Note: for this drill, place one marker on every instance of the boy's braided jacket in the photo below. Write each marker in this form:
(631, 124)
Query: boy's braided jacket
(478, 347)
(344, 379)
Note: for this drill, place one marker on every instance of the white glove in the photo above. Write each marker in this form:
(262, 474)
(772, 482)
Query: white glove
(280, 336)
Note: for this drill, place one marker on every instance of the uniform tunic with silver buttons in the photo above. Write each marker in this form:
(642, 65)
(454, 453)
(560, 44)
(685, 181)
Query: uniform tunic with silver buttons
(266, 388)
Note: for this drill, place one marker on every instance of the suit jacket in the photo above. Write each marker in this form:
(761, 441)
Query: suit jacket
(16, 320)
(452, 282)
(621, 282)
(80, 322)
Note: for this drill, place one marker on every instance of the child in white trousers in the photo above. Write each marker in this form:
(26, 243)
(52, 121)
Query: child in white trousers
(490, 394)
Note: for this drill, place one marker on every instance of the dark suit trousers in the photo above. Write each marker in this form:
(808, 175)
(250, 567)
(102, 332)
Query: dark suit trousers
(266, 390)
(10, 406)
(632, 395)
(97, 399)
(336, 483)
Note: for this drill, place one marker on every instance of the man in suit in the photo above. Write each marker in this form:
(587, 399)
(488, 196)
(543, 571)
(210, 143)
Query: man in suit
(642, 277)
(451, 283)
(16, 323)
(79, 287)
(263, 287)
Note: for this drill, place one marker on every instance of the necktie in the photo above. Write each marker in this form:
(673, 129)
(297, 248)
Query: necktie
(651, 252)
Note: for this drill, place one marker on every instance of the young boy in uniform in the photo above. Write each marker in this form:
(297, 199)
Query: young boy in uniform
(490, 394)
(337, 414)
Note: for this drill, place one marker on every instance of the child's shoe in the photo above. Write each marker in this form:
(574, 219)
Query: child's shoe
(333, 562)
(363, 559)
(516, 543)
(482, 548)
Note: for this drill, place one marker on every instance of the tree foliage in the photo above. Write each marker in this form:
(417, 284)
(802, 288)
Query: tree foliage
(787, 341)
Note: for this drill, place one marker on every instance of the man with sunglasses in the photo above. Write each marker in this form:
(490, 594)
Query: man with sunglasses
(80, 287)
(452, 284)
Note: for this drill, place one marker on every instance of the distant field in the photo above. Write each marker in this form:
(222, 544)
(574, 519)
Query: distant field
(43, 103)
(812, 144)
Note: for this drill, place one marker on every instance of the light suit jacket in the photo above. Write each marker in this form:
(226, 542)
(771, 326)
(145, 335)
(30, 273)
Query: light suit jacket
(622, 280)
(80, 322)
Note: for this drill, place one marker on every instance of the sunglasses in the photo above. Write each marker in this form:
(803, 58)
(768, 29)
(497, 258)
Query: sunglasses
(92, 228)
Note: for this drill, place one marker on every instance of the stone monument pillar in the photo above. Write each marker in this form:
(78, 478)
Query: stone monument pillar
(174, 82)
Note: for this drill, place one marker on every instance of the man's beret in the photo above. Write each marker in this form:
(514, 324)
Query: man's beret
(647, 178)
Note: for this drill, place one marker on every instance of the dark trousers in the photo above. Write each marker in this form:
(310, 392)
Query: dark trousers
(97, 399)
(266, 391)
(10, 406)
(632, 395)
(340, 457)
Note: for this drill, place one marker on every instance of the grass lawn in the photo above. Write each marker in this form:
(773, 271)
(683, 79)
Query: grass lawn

----

# Activity
Down to the last line, reproduce the entries above precisely.

# Expected output
Note: for this drill, place one marker on every instance of the boy's braided jacket in the photo below. Write each marker in this form:
(631, 124)
Query: boy's braided jacket
(478, 347)
(344, 379)
Note: for this drill, place one marker on every instance of the white glove in the photo above. Write each marker in this form:
(262, 474)
(772, 482)
Query: white glove
(280, 336)
Note: for this drill, place one marker on every instance of the uniform tunic with silver buttons in the photo above. Write each marker in this form:
(642, 65)
(454, 453)
(560, 44)
(685, 181)
Query: uniform tunic with silver buttons
(266, 388)
Note: for this drill, place one marker on every instance of the suit jacket in the photo above. Write each marker in this form:
(761, 441)
Query: suit jacket
(16, 320)
(452, 282)
(621, 282)
(80, 322)
Note: for this drill, place one marker on every instance of the child in white trousers in the photo above. Write each marker in this form:
(26, 243)
(52, 121)
Query: child in white trousers
(490, 394)
Note: for this drill, place one marker on every instance of the dark suit trousers in the photo above. Write each marker in this form:
(808, 175)
(250, 567)
(102, 332)
Query: dark suit trousers
(266, 390)
(10, 406)
(632, 395)
(97, 399)
(336, 483)
Note: for this drill, place one marker on every instance of the man in suit in the photo above. Write each marker in this form:
(587, 399)
(488, 196)
(543, 571)
(210, 143)
Query: man in suit
(642, 277)
(451, 283)
(16, 323)
(79, 287)
(263, 287)
Note: for this drill, place one marker on every instance of the necktie in the photo above. Write each marker in this form:
(673, 129)
(297, 248)
Query: necktie
(651, 252)
Note: for this drill, place one marker on every instance of the young boy in uniform in the photo above. Write each marker in this form:
(297, 199)
Query: young boy in uniform
(490, 394)
(337, 414)
Note: for this drill, place one marker on every instance of the child's shoe in the photo above. Write each marker in this form:
(574, 219)
Query: child's shoe
(333, 562)
(363, 559)
(516, 543)
(482, 548)
Note: for this drill, place one marker on every instance of the tree foliage in the photo above. Write each marker in this form:
(417, 284)
(802, 288)
Query: tree foliage
(787, 341)
Note: for this drill, place one marker on every instance of the man with sunglasses in the photo above. Write each marker in this form:
(490, 594)
Query: man with sunglasses
(80, 287)
(452, 284)
Note: for this drill, place one marker on every instance of the distant field in the photo above. Write each marker in this form:
(222, 544)
(574, 519)
Query: distant field
(43, 103)
(812, 144)
Note: for this drill, place one marker on every instance of the light suit jacket in the photo above. Write each marker in this form:
(226, 542)
(771, 326)
(145, 335)
(30, 273)
Query: light suit jacket
(622, 280)
(80, 322)
Note: for this drill, place one marker on every instance of the sunglasses in the photo above. Write each marker in this form:
(803, 58)
(768, 29)
(497, 258)
Query: sunglasses
(92, 228)
Note: for this drill, place one marker on every instance of the stone monument pillar in the photo above. Write each marker in this form:
(78, 478)
Query: stone monument pillar
(174, 82)
Note: for this drill, place one marker on every instance of the man's beret in the photo above. Write each marker in this form:
(514, 324)
Query: man's beret
(647, 178)
Note: for this drill, place one marker on every instance of the dark trousers in the photo above. Write each marker in this form:
(310, 392)
Query: dark trousers
(97, 399)
(266, 391)
(10, 406)
(632, 395)
(340, 457)
Note: for this drill, place one marker on every instance of the grass lawn in the photo above. Write each marker in this form:
(773, 271)
(683, 79)
Query: grass lawn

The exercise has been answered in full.